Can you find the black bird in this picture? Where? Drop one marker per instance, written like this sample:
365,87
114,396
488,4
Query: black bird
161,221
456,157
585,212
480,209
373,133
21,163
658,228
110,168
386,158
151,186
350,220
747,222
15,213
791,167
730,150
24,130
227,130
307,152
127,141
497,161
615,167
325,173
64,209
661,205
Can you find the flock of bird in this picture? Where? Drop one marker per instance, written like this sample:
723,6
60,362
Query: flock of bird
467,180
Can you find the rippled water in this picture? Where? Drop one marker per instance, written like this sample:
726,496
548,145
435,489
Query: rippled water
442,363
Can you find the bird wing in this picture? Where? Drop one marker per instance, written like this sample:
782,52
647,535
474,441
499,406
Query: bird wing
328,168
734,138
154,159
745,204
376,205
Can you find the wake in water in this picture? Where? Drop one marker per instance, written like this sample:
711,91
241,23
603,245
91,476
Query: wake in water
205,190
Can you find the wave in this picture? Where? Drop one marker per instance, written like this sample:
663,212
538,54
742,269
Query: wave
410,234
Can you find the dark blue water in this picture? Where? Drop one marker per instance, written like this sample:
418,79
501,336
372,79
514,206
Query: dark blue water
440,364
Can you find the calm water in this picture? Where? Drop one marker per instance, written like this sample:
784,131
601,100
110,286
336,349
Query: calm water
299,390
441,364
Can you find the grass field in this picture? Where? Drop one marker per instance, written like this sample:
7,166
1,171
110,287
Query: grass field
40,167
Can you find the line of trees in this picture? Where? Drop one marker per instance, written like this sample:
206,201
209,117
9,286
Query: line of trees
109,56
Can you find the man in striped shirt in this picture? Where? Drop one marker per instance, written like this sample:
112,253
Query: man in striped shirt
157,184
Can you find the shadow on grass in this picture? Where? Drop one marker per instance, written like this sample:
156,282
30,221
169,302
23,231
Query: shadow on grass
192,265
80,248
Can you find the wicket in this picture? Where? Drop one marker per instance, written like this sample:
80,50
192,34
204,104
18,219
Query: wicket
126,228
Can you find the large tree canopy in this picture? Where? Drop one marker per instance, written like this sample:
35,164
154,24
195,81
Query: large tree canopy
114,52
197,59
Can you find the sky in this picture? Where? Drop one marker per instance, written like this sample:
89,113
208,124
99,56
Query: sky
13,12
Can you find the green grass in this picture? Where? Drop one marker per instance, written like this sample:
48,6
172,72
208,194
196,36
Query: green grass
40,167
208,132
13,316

● **Task**: Transcribe the records. Keep every word exactly as it stands.

● **Response**:
Can you find the black bird in this picture? Where? Drop one marker per instance, written like this sample:
365,87
114,396
488,4
Query: black bird
161,221
456,157
585,212
480,209
373,133
21,163
658,228
110,168
386,158
151,186
350,220
747,222
15,213
791,167
730,150
24,130
227,130
307,152
127,141
497,161
615,167
325,173
64,209
661,205
Can you find the flock of bird in this picture? Where? Drop one marker per instance, written like this sample:
723,6
60,362
Query: flock of bird
467,180
Can you find the rippled water in this picture? Where? Drop one marker per instance, written like this sample:
726,496
548,145
435,489
Query: rippled water
442,363
Can you find the bird wing in this picture? Where? Drop one marker per instance, written like this sample:
782,52
647,535
474,441
499,406
Query: bird wing
328,168
734,138
154,159
745,204
376,205
Can you find the wake in water in this picture? Where? Drop one marker per instance, written like this sample:
711,91
241,23
603,245
91,476
Query: wake in water
205,190
Can you find the wave in this picture? Where? Drop one marker per instance, written like this sample:
663,212
538,54
742,269
Query: wave
410,234
Can you find the dark blue water in this picture? Where? Drop one marker per instance, written like this sample:
418,79
501,336
372,79
514,206
Query: dark blue water
440,364
Can you find the calm water in this picture? Where? Drop one marker per instance, written like this sample:
784,131
601,100
110,286
336,349
Query: calm water
299,390
441,364
Can you find the grass field in this picture? Where? Drop one marker per instance, written like this sample:
7,166
1,171
110,287
Query: grass field
40,167
Can you find the line of trees in this picture? Where? Drop one marker per instance, written like this sample:
206,201
209,117
9,286
Query: line of trees
109,56
Can you find the man in striped shirt in this picture? Where? Drop one marker per instance, written like this sample:
112,253
Query: man in striped shirt
157,184
Can you find the shadow on grass in this picture? Where? Drop one marker per instance, written like this sample:
156,282
30,221
169,302
23,231
Query: shadow on grass
192,265
80,248
Can you find the wicket in this picture? Where? Drop one marker per instance, written like this sample:
80,50
192,34
204,104
18,219
Query: wicket
126,228
Can you find the large tree canopy in this picture? Where? Drop one marker per instance, written like this sample:
35,164
154,24
195,81
Query: large tree canopy
114,52
197,59
Can you find the sky in this picture? Where? Drop one marker per instance, written like this sample:
89,113
208,124
99,56
Query: sky
13,12
Can you find the green grass in this picture? Where? Drop one marker per instance, written like this sample:
48,6
172,72
208,194
196,36
Query: green grass
40,167
208,132
13,316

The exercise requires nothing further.